> [EXERCISE GOAL]
Everything from the line with "Indicate every instance of the paved" to the end of the data should be restated word for word, and nothing before it.

— START —

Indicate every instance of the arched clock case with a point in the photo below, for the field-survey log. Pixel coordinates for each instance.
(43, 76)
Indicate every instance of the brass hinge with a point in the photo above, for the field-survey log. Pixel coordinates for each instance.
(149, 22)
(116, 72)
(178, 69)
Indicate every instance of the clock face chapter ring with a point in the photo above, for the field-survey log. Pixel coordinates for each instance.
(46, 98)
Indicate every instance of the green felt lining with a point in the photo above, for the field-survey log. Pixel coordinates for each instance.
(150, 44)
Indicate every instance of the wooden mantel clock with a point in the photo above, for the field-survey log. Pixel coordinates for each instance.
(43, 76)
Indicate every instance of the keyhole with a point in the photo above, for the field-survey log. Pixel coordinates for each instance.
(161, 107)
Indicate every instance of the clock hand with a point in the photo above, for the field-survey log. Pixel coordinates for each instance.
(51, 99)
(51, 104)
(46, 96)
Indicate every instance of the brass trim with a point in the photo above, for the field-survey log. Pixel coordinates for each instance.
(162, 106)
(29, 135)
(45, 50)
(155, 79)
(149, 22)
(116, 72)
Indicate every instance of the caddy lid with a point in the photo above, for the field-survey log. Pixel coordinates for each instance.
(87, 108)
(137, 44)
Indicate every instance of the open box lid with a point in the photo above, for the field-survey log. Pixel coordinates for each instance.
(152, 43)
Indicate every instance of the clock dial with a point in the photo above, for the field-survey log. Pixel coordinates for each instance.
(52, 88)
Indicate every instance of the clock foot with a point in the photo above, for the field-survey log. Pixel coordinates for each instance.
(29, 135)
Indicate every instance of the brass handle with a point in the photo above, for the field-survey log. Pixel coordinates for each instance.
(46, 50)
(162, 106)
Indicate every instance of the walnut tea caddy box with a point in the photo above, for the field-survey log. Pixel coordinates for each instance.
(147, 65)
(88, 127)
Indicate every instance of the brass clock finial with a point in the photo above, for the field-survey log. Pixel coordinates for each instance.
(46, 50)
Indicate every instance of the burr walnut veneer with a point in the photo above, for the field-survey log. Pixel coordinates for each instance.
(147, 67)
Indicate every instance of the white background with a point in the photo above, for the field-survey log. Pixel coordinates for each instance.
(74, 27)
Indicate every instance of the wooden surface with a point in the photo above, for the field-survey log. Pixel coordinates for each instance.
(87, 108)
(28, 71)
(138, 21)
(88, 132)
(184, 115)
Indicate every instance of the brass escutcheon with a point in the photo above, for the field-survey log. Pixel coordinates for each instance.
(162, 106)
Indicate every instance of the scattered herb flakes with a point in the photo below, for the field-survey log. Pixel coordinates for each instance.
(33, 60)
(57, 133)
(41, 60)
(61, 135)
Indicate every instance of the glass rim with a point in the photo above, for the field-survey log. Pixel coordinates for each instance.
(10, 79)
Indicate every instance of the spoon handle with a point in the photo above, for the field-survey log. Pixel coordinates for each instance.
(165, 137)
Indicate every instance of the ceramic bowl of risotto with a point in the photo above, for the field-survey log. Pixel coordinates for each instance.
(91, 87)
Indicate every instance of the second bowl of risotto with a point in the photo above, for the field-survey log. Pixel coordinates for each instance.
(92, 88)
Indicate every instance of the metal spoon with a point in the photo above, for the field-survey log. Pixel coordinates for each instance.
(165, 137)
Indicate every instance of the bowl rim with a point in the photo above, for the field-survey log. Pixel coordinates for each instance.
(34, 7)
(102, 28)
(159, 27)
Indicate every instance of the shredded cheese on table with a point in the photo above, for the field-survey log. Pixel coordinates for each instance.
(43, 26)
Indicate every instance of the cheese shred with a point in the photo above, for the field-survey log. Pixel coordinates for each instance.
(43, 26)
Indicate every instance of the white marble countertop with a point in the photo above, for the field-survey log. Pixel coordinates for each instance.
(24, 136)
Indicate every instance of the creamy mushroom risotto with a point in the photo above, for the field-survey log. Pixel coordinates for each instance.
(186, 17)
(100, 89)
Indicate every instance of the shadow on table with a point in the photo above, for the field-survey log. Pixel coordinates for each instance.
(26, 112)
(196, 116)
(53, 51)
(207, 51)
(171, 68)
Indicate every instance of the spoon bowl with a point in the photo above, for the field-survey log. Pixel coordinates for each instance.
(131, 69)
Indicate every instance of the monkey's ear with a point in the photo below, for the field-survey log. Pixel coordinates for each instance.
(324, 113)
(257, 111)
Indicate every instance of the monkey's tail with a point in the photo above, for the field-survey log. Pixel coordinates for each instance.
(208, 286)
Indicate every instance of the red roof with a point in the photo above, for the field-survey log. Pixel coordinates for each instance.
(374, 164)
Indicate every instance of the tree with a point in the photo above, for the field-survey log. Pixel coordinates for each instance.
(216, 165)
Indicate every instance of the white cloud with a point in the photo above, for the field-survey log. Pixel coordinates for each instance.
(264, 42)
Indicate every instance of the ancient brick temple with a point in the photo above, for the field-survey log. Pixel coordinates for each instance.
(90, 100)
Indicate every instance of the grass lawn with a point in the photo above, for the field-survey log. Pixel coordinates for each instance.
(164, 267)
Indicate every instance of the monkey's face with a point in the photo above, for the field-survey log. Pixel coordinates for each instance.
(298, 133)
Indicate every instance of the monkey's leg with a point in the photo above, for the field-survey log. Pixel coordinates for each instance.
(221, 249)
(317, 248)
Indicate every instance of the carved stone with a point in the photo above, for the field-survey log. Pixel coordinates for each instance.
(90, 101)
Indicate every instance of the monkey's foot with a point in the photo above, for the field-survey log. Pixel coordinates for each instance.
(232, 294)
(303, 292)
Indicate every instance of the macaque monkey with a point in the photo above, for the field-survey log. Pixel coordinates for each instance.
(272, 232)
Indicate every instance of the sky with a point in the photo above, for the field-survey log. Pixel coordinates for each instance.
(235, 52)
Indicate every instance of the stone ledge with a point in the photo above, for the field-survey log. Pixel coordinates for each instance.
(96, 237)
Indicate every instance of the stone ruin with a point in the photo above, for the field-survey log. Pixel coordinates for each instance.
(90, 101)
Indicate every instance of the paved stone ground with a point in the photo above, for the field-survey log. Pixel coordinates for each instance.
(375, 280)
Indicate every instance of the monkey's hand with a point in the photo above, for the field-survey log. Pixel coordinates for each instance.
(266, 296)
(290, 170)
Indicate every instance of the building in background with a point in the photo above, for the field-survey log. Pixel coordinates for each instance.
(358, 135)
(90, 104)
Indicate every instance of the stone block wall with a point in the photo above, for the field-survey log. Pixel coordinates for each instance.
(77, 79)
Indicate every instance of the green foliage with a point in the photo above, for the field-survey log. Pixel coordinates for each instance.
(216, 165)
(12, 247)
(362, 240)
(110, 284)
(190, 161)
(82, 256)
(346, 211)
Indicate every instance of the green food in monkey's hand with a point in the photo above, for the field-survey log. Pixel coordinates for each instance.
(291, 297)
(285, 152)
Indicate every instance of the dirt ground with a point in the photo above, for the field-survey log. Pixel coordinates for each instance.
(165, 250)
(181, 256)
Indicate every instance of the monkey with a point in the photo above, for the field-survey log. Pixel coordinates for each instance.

— END —

> [OUTPUT OF THE TASK]
Indicate every instance of the paved stone ground with a point in the photo above, for the field-survey log. Pixel coordinates for each instance.
(375, 280)
Indicate every instance of the monkey's hand with a point in the photo above, for the field-survey log. Pixel coordinates for each instance.
(266, 296)
(290, 170)
Indicate every instance of the building in background with a point in the photo above, for the field-survey log. Pixel coordinates for each instance.
(358, 135)
(90, 104)
Indicate every instance of the stone block wall with a point in the photo above, for the field-survey log. Pixel coordinates for each instance.
(77, 79)
Indicate every instance of the green foliage with a point in the photo above, for the field-survey log. Pixel coordinates for each instance.
(216, 165)
(12, 247)
(362, 240)
(110, 284)
(190, 161)
(82, 256)
(346, 211)
Indicate every instance of the green food in monkey's hand with a point in the photo above, for the field-survey log. Pixel coordinates for each instance.
(291, 297)
(285, 152)
Indicate every instance of the dirt ground with a point in the photo above, for the field-survey log. Pixel coordinates for each instance.
(165, 250)
(181, 256)
Indicate every instance of the monkey with a point in the photo above, for the field-survey log. Pixel coordinates for each instance.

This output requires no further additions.